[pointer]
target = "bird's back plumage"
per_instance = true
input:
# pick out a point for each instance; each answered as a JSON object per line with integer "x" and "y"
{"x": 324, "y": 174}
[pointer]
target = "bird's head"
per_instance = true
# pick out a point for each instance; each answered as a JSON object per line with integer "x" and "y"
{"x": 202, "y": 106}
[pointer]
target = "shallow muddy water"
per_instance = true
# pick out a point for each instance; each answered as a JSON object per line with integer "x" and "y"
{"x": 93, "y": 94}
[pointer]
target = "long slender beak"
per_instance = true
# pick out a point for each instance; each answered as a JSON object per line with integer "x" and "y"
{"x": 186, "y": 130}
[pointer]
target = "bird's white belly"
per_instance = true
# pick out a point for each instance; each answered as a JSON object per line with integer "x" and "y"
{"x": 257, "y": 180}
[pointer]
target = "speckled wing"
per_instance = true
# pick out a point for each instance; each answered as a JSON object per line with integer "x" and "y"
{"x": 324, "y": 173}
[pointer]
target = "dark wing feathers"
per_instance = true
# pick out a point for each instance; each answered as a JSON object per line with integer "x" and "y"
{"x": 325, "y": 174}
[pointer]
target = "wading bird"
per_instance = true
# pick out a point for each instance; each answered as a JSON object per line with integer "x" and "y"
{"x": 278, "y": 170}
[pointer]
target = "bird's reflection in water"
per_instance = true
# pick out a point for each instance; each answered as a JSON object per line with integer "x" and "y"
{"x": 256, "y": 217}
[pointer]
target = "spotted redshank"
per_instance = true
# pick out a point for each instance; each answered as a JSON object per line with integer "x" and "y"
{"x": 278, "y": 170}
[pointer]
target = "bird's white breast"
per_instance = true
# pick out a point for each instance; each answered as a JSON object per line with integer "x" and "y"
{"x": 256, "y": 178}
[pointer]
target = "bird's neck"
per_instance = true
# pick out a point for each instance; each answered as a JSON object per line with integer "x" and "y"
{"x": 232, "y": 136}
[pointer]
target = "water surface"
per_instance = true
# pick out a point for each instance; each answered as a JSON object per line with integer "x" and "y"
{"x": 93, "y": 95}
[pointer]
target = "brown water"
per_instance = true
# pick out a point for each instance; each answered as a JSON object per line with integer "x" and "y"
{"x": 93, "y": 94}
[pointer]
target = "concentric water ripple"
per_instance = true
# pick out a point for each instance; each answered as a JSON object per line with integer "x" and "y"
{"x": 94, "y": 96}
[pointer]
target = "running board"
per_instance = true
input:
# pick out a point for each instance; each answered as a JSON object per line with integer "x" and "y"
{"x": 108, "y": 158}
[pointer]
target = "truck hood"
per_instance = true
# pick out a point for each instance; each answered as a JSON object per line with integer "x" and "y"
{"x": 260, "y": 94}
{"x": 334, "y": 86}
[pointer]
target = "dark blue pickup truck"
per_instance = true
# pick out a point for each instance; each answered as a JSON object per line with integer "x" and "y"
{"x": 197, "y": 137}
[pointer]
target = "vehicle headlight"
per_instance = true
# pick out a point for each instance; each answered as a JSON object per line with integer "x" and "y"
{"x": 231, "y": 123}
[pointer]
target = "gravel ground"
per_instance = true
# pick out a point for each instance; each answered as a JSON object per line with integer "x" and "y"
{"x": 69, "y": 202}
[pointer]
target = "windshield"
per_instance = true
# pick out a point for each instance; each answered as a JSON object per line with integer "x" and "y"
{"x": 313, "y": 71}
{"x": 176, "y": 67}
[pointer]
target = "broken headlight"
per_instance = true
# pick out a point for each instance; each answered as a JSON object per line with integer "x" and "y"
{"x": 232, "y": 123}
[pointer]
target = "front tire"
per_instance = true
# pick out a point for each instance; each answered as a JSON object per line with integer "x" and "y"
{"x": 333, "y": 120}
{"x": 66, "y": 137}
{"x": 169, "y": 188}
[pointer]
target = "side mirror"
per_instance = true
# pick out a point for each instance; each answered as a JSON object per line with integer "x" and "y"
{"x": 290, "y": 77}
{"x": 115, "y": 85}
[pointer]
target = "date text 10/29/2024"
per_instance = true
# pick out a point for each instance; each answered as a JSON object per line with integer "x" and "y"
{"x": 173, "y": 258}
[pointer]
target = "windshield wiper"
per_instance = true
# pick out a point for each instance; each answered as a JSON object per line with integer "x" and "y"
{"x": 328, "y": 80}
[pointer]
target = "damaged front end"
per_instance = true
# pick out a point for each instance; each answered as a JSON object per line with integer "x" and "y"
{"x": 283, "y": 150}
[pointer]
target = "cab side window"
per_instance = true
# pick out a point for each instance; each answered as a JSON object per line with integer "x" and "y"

TASK PROMPT: Emit the records above again, exactly, with no line skipped.

WRITTEN REPLY:
[pointer]
target = "bird's back plumage"
per_instance = true
input:
# pick out a point for each instance; each answered as a JSON object per line with integer "x" and "y"
{"x": 324, "y": 174}
[pointer]
target = "bird's head"
per_instance = true
# pick out a point for each instance; each answered as a JSON object per line with integer "x" and "y"
{"x": 202, "y": 106}
[pointer]
target = "shallow muddy water"
per_instance = true
# pick out a point for each instance; each answered as a JSON object per line with integer "x" and "y"
{"x": 93, "y": 94}
[pointer]
target = "long slender beak"
per_instance = true
# pick out a point for each instance; each answered as a JSON object per line with integer "x" and "y"
{"x": 186, "y": 130}
[pointer]
target = "bird's white belly"
per_instance = true
# pick out a point for each instance; each answered as a JSON object per line with integer "x" and "y"
{"x": 257, "y": 180}
[pointer]
target = "speckled wing"
per_instance = true
# pick out a point for each instance; each answered as a JSON object per line with integer "x" and "y"
{"x": 324, "y": 173}
[pointer]
target = "dark wing feathers"
per_instance = true
# pick out a point for each instance; each answered as a JSON object per line with integer "x" and "y"
{"x": 325, "y": 174}
[pointer]
target = "wading bird"
per_instance = true
# pick out a point for each instance; each answered as a JSON object per line with integer "x" and "y"
{"x": 278, "y": 170}
[pointer]
target = "bird's reflection in water"
per_instance = true
# pick out a point for each instance; each answered as a JSON object per line with integer "x" and "y"
{"x": 256, "y": 217}
[pointer]
target = "spotted redshank"
per_instance = true
# pick out a point for each instance; each answered as a JSON object per line with integer "x" and "y"
{"x": 278, "y": 170}
[pointer]
target = "bird's white breast"
per_instance = true
# pick out a point for each instance; each answered as a JSON object per line with integer "x" and "y"
{"x": 256, "y": 178}
[pointer]
target = "bird's neck"
per_instance = true
# pick out a point for each instance; each answered as a JSON object per line with integer "x" and "y"
{"x": 232, "y": 136}
[pointer]
target = "water surface"
per_instance = true
# pick out a point for each instance; each answered as a JSON object per line with integer "x" and "y"
{"x": 93, "y": 95}
[pointer]
target = "brown water"
per_instance = true
# pick out a point for each instance; each answered as a JSON object per line with integer "x" and "y"
{"x": 93, "y": 94}
[pointer]
target = "concentric water ripple"
per_instance = true
# pick out a point for each instance; each answered as a JSON object per line with integer "x" and "y"
{"x": 94, "y": 96}
[pointer]
target = "running board"
per_instance = true
input:
# pick out a point for each instance; each answered as a JSON object per line with integer "x" and "y"
{"x": 108, "y": 158}
[pointer]
target = "truck hood"
per_instance = true
# pick out a point for each instance; each answered as a JSON object per line with integer "x" and "y"
{"x": 260, "y": 94}
{"x": 334, "y": 86}
[pointer]
target = "dark blue pickup truck"
per_instance = true
# pick out a point for each instance; each answered as a JSON object per line with integer "x" and "y"
{"x": 197, "y": 137}
[pointer]
target = "vehicle headlight"
per_instance = true
# pick out a point for each instance; each answered as a JSON object per line with integer "x" and "y"
{"x": 231, "y": 123}
[pointer]
target = "gravel ground"
per_instance = true
# pick out a point for each instance; each answered as a JSON object per line with integer "x" and "y"
{"x": 69, "y": 202}
[pointer]
target = "windshield"
per_instance = true
# pick out a point for each instance; each answered as a JSON object per line with integer "x" and "y"
{"x": 313, "y": 71}
{"x": 176, "y": 67}
[pointer]
target = "broken headlight"
per_instance = true
# pick out a point for each instance; each answered as a JSON object per line with integer "x" and "y"
{"x": 232, "y": 123}
[pointer]
target = "front tire"
per_instance = true
# pick out a point for each instance; each answered as a JSON object per line with integer "x" and "y"
{"x": 333, "y": 120}
{"x": 66, "y": 137}
{"x": 169, "y": 188}
[pointer]
target = "side mirror"
per_instance = true
# pick out a point for each instance; each answered as a JSON object per line with integer "x" and "y"
{"x": 290, "y": 77}
{"x": 115, "y": 85}
[pointer]
target = "date text 10/29/2024"
per_instance = true
# pick out a point for each instance; each answered as a JSON object per line with integer "x" and "y"
{"x": 173, "y": 258}
[pointer]
target = "windshield wiper"
per_instance = true
# pick out a point for each instance; each answered as a JSON object per line with integer "x" and "y"
{"x": 328, "y": 80}
[pointer]
target = "damaged front end"
per_instance = true
# pick out a point for each instance; each answered as a JSON object per line with integer "x" and "y"
{"x": 283, "y": 150}
[pointer]
target = "cab side window"
per_instance = true
# pick out a point for each instance; each answered as a JSON object per line with integer "x" and "y"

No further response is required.